## Passage given
|---|

The significance and extent of the 1930s depression [which didn’t really end until the 1950s] in shaping the lives, attitudes and ambitions of the central characters is brutally obvious and the thematic demands of the novel are clearly contextualised against this background.

Pre-reading activities

Working in small groups, brainstorm what you know about the effect of the depression of the 1930s on people’s attitudes to the government and to the war that followed. Record your brainstorm as a mind-map for the whole group to explore and add to.

Research the role of women in society during the second world war in England, Australia and Russia. Identify the major differences and suggest why these might have occurred.

Use your mind maps and research findings to discuss ways in which women’s pre-war experience in Australia would have affected their attitudes to their roles during the war.

|---|

## Provided material

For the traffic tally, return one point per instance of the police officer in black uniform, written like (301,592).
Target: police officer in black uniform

|---|

## Instructions
**A.** Say whether each statement agrees with the passage on the 1930s depression. Answer yes or no, and quote the passage's deciding words.
(i) The depression of the 1930s is said to have ended within that decade.
(ii) The brainstorm is to be recorded as a mind-map by each student working alone.
(iii) The research on women during the second world war covers England, Australia and Russia.
**B.** From the passage on the 1930s depression, extract word for word the part running from "Use your mind" to "during the war.".
**C.** Write what comes next in the passage on the 1930s depression, starting right after its final sentence.

## Task responses
**A.**
(i) No: "which didn’t really end until the 1950s"
(ii) No: "Working in small groups" and "Record your brainstorm as a mind-map for the whole group to explore and add to"
(iii) Yes: "Research the role of women in society during the second world war in England, Australia and Russia"

**B.**
Use your mind maps and research findings to discuss ways in which women’s pre-war experience in Australia would have affected their attitudes to their roles during the war.

**C.**
The Story

Guinea, Deb and Val work for Claire in the Marie Antoinette beauty salon of Sydney’s luxurious Hotel South Pacific during the latter years of the second world war. Their lives and loves are linked with the pressures of the period. Against a background of restricted job mobility, black marketeering, American troops with too much money, an apparently idle landed gentry and bitter memories of the depression, the women strive to achieve their ambitions while remaining true to their beliefs.

Claire’s high stakes gambling, the enforced prostitution of Guinea’s sister and the fatal abortion of a young servicewoman pregnant to a married soldier focus the novel towards the social and political issues of the period. The actions of the lesser characters maintain a level of humour that informs the essential humanity of the novel, lifting it from the pessimism of the depression years and the immediate tragedy and dislocation of the war.

‘Come In, Spinner’ draws its readers into a rich and complex world where accepted social structures have been suspended and the traditional roles and expectations of women, in particular, are under review.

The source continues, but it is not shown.